What this task involves:
List every row below that contains the word "table", copying each such row in full.
## BEGIN
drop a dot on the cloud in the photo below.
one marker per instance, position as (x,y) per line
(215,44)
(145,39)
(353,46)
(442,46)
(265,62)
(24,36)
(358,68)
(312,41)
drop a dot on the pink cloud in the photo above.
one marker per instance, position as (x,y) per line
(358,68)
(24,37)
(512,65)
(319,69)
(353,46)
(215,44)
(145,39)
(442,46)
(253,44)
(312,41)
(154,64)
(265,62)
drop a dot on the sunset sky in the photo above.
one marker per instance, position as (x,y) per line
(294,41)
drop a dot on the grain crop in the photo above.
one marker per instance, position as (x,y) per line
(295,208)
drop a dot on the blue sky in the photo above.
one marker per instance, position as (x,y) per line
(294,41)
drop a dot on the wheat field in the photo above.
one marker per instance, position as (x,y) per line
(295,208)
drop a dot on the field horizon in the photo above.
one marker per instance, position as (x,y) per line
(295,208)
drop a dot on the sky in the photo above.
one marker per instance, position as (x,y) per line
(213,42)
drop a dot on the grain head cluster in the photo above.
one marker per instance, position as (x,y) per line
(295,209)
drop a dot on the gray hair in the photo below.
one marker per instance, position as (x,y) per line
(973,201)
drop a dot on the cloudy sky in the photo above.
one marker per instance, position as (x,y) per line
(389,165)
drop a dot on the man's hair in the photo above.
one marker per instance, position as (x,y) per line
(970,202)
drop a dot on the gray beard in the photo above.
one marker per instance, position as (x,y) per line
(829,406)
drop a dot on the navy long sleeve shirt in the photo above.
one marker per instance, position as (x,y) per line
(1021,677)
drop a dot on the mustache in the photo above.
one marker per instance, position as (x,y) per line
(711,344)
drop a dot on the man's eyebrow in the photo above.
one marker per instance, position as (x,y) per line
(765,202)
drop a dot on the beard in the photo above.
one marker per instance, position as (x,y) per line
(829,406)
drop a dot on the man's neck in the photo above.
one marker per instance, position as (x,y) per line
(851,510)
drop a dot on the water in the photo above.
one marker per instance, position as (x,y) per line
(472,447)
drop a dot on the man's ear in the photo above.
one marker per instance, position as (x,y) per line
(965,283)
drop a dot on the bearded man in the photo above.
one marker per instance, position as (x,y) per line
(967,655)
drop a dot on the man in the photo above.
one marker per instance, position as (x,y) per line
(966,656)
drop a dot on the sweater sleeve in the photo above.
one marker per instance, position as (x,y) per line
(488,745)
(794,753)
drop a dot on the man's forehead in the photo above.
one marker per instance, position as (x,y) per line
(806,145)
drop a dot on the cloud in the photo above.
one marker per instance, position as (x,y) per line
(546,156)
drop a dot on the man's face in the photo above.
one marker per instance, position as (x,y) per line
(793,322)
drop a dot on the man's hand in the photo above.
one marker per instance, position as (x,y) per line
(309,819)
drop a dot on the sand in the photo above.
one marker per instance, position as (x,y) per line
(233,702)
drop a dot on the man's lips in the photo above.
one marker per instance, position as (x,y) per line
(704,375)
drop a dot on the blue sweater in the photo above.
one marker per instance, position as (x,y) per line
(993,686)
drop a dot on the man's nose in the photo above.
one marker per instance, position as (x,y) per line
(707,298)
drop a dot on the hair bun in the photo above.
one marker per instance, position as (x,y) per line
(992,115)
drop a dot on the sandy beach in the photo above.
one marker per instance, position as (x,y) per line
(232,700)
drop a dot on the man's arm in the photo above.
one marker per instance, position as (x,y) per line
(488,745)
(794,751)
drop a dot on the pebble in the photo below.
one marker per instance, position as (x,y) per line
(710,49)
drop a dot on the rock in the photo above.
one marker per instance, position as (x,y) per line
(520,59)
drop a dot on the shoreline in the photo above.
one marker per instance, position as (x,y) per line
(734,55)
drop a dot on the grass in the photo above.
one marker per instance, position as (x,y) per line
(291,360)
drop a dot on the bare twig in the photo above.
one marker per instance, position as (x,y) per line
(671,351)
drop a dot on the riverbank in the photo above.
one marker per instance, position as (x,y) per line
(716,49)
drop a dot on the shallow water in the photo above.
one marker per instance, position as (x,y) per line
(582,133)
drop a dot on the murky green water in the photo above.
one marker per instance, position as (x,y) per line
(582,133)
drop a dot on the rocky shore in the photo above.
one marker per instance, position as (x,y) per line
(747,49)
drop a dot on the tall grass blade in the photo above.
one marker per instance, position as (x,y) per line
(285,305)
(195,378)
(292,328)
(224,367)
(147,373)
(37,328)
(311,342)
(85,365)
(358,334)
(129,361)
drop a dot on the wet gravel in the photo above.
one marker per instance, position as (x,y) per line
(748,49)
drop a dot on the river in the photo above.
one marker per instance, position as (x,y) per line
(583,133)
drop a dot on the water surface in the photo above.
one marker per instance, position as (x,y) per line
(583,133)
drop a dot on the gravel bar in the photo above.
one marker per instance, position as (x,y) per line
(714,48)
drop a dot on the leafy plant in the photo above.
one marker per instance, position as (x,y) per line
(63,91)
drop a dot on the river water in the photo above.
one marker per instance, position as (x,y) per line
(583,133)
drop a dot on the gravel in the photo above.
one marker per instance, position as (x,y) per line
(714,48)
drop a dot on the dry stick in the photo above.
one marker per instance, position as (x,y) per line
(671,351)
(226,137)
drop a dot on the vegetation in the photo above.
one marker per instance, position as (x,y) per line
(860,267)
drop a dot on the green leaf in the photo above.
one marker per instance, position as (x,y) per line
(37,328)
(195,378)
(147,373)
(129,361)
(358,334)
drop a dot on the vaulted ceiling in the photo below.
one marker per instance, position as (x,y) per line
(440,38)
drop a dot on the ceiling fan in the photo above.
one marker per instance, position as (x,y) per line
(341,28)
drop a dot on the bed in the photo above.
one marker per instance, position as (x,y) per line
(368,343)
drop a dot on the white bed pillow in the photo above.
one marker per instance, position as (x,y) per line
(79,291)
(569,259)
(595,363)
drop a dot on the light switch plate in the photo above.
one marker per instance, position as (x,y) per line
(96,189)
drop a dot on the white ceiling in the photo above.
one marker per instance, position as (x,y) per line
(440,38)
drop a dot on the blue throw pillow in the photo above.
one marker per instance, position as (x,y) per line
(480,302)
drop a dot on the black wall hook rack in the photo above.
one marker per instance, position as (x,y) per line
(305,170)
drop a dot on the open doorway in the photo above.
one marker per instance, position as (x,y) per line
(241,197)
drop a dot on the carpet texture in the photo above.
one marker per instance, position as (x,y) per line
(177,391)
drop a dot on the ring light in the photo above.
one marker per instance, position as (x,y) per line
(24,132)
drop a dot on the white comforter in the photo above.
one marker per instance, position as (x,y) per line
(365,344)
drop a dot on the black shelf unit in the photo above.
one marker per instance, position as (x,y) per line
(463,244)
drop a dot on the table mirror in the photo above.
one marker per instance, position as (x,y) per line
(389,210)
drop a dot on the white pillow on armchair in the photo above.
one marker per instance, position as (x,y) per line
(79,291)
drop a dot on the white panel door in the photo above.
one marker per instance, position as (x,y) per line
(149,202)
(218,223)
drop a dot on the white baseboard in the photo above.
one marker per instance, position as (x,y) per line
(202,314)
## END
## BEGIN
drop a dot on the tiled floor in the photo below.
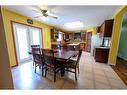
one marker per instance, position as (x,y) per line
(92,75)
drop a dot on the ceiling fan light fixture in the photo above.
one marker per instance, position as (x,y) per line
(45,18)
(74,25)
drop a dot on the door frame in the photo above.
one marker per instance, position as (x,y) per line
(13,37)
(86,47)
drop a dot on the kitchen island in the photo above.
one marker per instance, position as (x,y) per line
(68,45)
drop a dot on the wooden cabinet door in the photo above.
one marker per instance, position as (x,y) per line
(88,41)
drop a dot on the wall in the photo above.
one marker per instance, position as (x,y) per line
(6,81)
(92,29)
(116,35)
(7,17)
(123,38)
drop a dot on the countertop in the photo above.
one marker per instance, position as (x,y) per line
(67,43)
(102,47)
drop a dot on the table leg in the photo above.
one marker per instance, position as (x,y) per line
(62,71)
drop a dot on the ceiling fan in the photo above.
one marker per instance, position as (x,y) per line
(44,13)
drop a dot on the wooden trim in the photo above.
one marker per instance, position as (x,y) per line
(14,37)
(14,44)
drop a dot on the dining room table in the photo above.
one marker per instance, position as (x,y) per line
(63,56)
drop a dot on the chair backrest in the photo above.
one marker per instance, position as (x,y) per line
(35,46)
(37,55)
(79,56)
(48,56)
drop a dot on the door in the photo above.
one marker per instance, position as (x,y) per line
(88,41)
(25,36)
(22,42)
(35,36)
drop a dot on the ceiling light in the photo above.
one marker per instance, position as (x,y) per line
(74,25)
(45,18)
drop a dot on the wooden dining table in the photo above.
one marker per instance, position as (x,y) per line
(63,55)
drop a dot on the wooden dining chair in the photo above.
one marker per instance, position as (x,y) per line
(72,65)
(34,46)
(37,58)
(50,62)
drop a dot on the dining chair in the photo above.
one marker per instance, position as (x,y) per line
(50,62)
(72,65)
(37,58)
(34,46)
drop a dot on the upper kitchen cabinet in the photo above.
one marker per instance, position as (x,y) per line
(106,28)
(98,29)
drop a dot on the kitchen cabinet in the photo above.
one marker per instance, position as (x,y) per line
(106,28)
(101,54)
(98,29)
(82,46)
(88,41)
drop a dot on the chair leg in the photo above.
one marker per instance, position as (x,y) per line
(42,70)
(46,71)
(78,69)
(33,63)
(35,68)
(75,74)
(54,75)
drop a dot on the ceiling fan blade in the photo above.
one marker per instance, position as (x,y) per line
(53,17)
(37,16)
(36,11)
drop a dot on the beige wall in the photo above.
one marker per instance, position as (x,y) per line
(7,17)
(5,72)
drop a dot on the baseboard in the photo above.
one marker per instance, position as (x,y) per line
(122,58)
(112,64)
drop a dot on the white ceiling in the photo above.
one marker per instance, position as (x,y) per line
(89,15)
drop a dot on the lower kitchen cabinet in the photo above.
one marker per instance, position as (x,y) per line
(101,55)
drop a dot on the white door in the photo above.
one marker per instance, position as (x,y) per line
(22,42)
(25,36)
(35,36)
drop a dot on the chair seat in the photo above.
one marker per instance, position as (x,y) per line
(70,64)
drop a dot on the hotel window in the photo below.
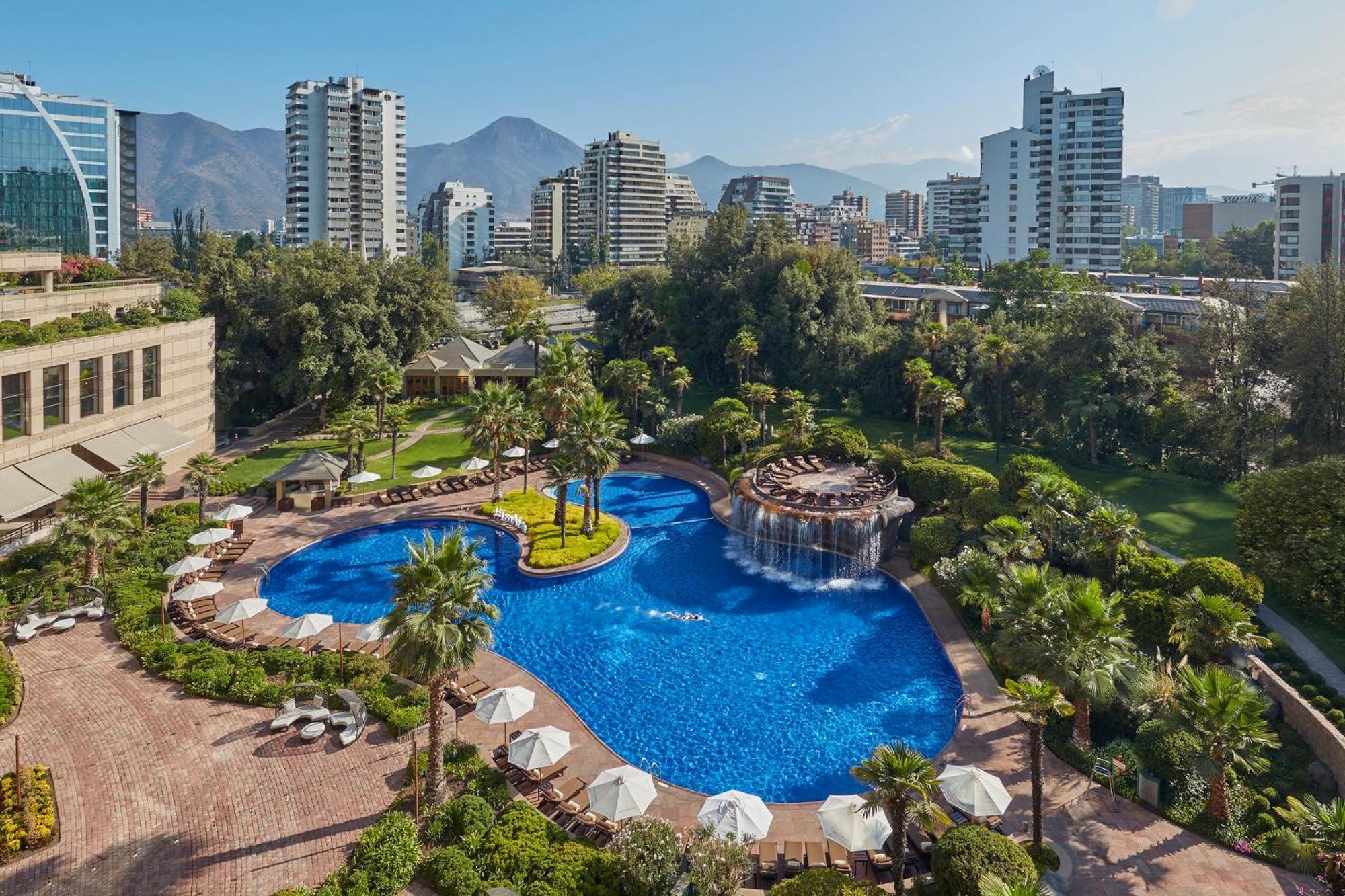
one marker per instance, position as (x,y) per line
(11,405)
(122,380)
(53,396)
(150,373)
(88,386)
## END
Exercise response:
drop a dot on the table mirror in the photo above.
drop a dot on the table leg in the photo above.
drop a dot on the dining room table in the photo above.
drop a dot on the wooden dining table in the photo above.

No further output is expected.